Page excerpt:
%%

Figure 3: Schematic illustration of the feedback effects of a channel-spanning logjam on carbon storage.
figure 3

In the absence of a sufficient number and size of logs to form persistent jams and overbank flooding, a single-thread channel is maintained with high transport capacity for wood, fine sediment and organic matter, and limited deposition across the floodplain. Along unconfined stream segments with old-growth riparian forests, characterized by high stem densities and large diameter trees, large volumes of wood enter the stream and create channel-spanning logjams at frequent intervals down the channel. Each of these obstructions creates backwater and sedimentation upstream, and facilitates overbank flow across the floodplain. Overbank flow enhances the deposition of dissolved and particulate organic matter being transported by stream flow. Also, shallow overbank flows move slowly across the topographically rough floodplain with limited erosional capability, so on-site organic matter is retained and incorporated into litter and duff layers on the forest floor (fine organic matter in Fig. 2). Fallen wood from the riparian forest also remains in place, rather than being transported downstream, further contributing to carbon storage on the floodplain, as reflected in the photo at the bottom of the illustration. This photo is a portion of the valley bottom at the unconfined, old-growth, multi-thread channel valley segment characterized for this study. Note the abundant wood on the forest floor. In all cases, flow is from upper right toward lower left.

For purposes of comparison, uplands in this region are estimated to have net primary production of 2.8 Mg C ha−1 per year and decomposition of 1.42 Mg C ha−1 per year, resulting in net carbon balance of 1.38 Mg C ha−1 per year20. Carbon pools and fluxes are remarkably consistent across diverse forested subalpine sites. Carbon pools increase with stand age and time since forest disturbance, although detrital carbon stored in the upland forest floor is more variable, partly as a function of the history of wildfire and surface erosion20. Floodplains with old-growth forest are likely to have the greatest carbon pools in the region and low disturbance and surface erosion. If we use the regional estimate of 1.38 Mg C ha−1 per year net carbon balance and an average value of 2,350 Mg C ha−1 in unconfined valley segments, this suggests 1,700 years to accumulate measured carbon stocks in unconfined valley segments. This is likely an overestimate of time required to accumulate carbon because of the mechanisms described above that concentrate carbon storage in unconfined valley bottoms. However, 1,700 years is not unreasonable given the range of radiocarbon ages of floodplain sediment and organic matter at the study sites.

%%

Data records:

%%

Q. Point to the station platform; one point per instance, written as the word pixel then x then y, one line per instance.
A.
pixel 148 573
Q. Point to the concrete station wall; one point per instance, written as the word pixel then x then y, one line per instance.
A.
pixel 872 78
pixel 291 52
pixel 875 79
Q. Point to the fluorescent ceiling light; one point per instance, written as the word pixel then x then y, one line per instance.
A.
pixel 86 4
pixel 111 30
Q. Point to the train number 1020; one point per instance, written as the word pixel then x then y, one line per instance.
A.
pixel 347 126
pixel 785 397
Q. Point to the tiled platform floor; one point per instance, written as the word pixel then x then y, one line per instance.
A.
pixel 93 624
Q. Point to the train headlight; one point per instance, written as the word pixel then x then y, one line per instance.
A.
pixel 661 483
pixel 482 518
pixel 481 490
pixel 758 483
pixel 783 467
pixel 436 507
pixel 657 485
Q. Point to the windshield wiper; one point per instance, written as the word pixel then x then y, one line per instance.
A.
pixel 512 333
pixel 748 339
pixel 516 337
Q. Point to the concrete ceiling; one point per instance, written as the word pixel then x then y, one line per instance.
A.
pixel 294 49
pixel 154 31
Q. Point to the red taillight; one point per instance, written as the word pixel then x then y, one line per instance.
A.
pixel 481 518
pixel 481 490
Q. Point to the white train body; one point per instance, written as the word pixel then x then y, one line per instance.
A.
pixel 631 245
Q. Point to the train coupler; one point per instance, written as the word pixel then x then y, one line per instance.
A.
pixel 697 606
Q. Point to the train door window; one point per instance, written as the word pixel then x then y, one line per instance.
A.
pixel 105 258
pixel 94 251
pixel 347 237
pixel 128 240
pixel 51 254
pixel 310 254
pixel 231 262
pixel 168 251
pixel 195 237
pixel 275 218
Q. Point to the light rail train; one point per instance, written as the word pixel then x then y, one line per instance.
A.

%%

What is needed: Return the full passage on logjams and floodplain carbon storage, word for word. This material has no connection to the passage on logjams and floodplain carbon storage.

Solved exercise:
Figure 3: Schematic illustration of the feedback effects of a channel-spanning logjam on carbon storage.
figure 3

In the absence of a sufficient number and size of logs to form persistent jams and overbank flooding, a single-thread channel is maintained with high transport capacity for wood, fine sediment and organic matter, and limited deposition across the floodplain. Along unconfined stream segments with old-growth riparian forests, characterized by high stem densities and large diameter trees, large volumes of wood enter the stream and create channel-spanning logjams at frequent intervals down the channel. Each of these obstructions creates backwater and sedimentation upstream, and facilitates overbank flow across the floodplain. Overbank flow enhances the deposition of dissolved and particulate organic matter being transported by stream flow. Also, shallow overbank flows move slowly across the topographically rough floodplain with limited erosional capability, so on-site organic matter is retained and incorporated into litter and duff layers on the forest floor (fine organic matter in Fig. 2). Fallen wood from the riparian forest also remains in place, rather than being transported downstream, further contributing to carbon storage on the floodplain, as reflected in the photo at the bottom of the illustration. This photo is a portion of the valley bottom at the unconfined, old-growth, multi-thread channel valley segment characterized for this study. Note the abundant wood on the forest floor. In all cases, flow is from upper right toward lower left.

For purposes of comparison, uplands in this region are estimated to have net primary production of 2.8 Mg C ha−1 per year and decomposition of 1.42 Mg C ha−1 per year, resulting in net carbon balance of 1.38 Mg C ha−1 per year20. Carbon pools and fluxes are remarkably consistent across diverse forested subalpine sites. Carbon pools increase with stand age and time since forest disturbance, although detrital carbon stored in the upland forest floor is more variable, partly as a function of the history of wildfire and surface erosion20. Floodplains with old-growth forest are likely to have the greatest carbon pools in the region and low disturbance and surface erosion. If we use the regional estimate of 1.38 Mg C ha−1 per year net carbon balance and an average value of 2,350 Mg C ha−1 in unconfined valley segments, this suggests 1,700 years to accumulate measured carbon stocks in unconfined valley segments. This is likely an overestimate of time required to accumulate carbon because of the mechanisms described above that concentrate carbon storage in unconfined valley bottoms. However, 1,700 years is not unreasonable given the range of radiocarbon ages of floodplain sediment and organic matter at the study sites.